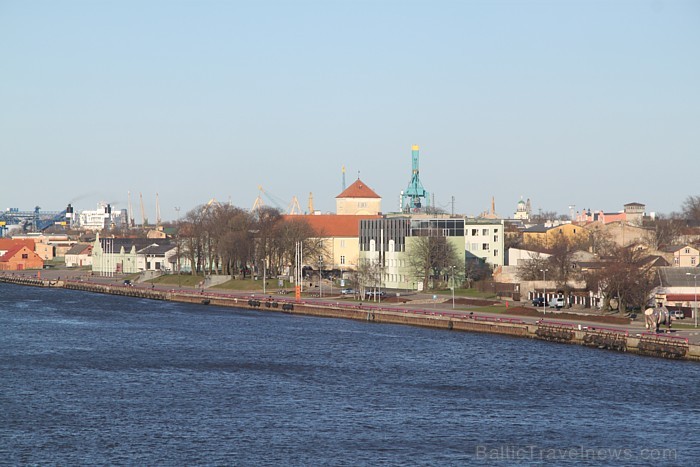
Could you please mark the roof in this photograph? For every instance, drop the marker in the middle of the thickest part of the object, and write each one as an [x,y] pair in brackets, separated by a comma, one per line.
[678,277]
[157,249]
[7,243]
[674,248]
[127,243]
[334,225]
[358,190]
[539,228]
[12,251]
[79,249]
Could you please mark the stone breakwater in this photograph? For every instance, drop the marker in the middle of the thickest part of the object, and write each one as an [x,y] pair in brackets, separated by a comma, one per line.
[649,344]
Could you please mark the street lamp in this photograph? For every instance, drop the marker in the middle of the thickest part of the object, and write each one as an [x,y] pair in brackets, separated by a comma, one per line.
[544,286]
[320,276]
[453,287]
[695,300]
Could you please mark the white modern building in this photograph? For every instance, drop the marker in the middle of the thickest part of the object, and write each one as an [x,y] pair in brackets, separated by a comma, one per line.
[485,239]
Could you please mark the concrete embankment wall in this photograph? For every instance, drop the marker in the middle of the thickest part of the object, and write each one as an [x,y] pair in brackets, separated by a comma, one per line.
[655,345]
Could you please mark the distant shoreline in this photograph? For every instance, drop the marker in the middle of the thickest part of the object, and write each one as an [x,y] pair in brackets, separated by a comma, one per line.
[591,335]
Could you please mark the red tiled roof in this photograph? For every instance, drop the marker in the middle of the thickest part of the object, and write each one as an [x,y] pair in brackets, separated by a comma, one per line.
[7,243]
[332,225]
[358,190]
[12,251]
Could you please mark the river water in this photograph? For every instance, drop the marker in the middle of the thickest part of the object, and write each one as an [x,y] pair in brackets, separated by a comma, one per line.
[97,379]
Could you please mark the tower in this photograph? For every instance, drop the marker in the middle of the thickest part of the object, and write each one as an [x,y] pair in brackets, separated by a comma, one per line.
[415,195]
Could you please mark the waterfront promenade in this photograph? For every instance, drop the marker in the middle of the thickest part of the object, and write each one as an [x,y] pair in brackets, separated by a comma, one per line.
[420,311]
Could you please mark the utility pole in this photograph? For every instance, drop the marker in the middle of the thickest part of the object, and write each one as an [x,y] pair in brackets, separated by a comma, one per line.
[544,286]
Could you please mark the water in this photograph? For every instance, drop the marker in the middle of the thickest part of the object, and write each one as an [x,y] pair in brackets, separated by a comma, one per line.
[94,379]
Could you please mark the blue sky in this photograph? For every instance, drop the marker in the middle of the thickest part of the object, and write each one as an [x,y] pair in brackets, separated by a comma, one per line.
[590,103]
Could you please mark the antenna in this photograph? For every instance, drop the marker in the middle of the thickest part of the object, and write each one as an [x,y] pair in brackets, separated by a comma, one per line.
[130,213]
[157,211]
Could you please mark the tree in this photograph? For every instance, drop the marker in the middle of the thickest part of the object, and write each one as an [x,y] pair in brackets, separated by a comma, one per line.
[432,257]
[665,231]
[544,216]
[691,208]
[627,277]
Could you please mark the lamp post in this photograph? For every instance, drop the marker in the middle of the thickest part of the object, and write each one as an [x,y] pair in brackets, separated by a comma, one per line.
[453,287]
[264,278]
[544,286]
[320,276]
[695,299]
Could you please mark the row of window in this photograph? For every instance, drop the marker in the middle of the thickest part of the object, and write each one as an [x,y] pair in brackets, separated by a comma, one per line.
[484,232]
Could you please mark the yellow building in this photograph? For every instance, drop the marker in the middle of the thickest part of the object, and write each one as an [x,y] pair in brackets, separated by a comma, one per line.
[546,236]
[358,200]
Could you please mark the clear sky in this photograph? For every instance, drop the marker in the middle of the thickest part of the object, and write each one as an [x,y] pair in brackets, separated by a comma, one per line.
[587,103]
◆ ◆ ◆ ◆ ◆ ◆ ◆
__Requirement__
Should a record include a picture, drop the picture and write out the remainder exactly.

__Task response__
Could you please mark the roof in this photograph? For every instance, drop the marker in the middle of the thickest part of the object, and write each one as an [x,y] pair in brackets, separated by a comma, one per line.
[678,277]
[157,249]
[7,243]
[674,248]
[127,243]
[334,225]
[358,190]
[539,228]
[12,251]
[79,249]
Could you please mark the stone breakwater in this photograph? For every instance, drop the marker in the middle of the thickest part of the object, and write each one as an [x,y] pair in brackets, separated by a comma, one per line.
[649,344]
Could you please mark the street lamp in this photograph? For every instance, drop the marker in the middle of the thickest part of the object, and write each one as an [x,y] pair in brackets, separated by a comma, one per line.
[544,286]
[320,276]
[453,287]
[695,300]
Could you please mark the white modern building in this photograph? For every instance, drop the marker in the middle of the thickest part of the object, and write each one as an [x,y] pair in brackets, separated by a comma, one per line.
[485,239]
Could you please mark the concrete embankment wall in this photograph? For every instance, drop the marker in the middle of the thickest part of the object, and write each one as an [x,y] pair in brackets, separated by a comma, one per line.
[655,345]
Could you please mark the distant shoreline in this photograph? For every instance, drop the marker in the middle of the thickest part of the object, and write each one as an [x,y] pair in brackets, separated by a comma, one per line.
[591,335]
Could you please mark the red tiled roof in this photograph? For every instance, drop the marker in the middle of the thickest part of the object, and write each one as an [x,y] pair in brackets, separated by a comma, one per line.
[7,243]
[332,225]
[358,190]
[12,251]
Could you please mark the river water in this photograph? For every instance, drop the marker in the middle of the thickest part of the object, and write each one as an [x,y] pair in brackets, separated by a comma, one per line.
[97,379]
Could you please mark the tower in this photograph? For every instance, drop the marker in the middle of the thickest part of the object, and write each one as an [x,y] pair in brackets, separated by a comma, one per line.
[415,195]
Could you please mark the waterfront promenade in this photograph? For every instance, drop the marker in the middle of the thickest part of the object, and write each one as an [x,y] pair in brackets, separated by a comma, one per line.
[420,311]
Could you please mark the utility pole in this photograph? For every instance, drop the marker in the middle of the thickest part of the object, and write each one as an [x,y] pair in brackets, separated by a comma, one per line.
[544,286]
Could you please mark the water in this photograph? For every instance, drop the marker in the middle of the thickest part of the object, and write each one as an [x,y] pair in brackets, separated by a comma, one per line.
[94,379]
Could you please mark the blue sky in this photograph? For every instance, drop the marker in the middle of the thickest part of the object, and write each one as an [x,y] pair in brackets, separated by a comma, one per line.
[590,103]
Could you please mark the antenna in this photograph? For every instance, drop the marker in the middle of the thickest part of the object, and write each one as an [x,y] pair in brackets, separated by a comma, one per line.
[130,213]
[157,211]
Could you please mark the tree in this photograph? For every instance, drop the marker in the middle of the thickest part of the object, and write each one as an [x,y] pair in brackets, separated by a comma, one per line.
[432,257]
[665,231]
[544,216]
[691,208]
[627,277]
Could you please mark the lamp post in this photograph? For every instance, drop the marker in the middle of the thickest part of the object, and write each one as an [x,y] pair in brackets, separated by a comma, one per line.
[453,287]
[264,278]
[544,286]
[320,276]
[695,299]
Could you please mark the row of window in this photograph? For every instance, drop the marker in the middle of the thickest part of the object, and write each one as an [x,y] pair in brackets, separated by a comma, one per line.
[484,232]
Could you please mark the yellow building in this photograph? For every instance, drop the marker in the middle of the thickest part of the object, and write each one as an [x,y] pair in brackets, separated by a comma, one per line.
[546,236]
[358,200]
Could you please mark the clear sky in this photograph? For every instance, drop the marker in the middle of the thickest part of the object, and write each one as an [x,y] pair in brackets, separated by a comma, one per line.
[587,103]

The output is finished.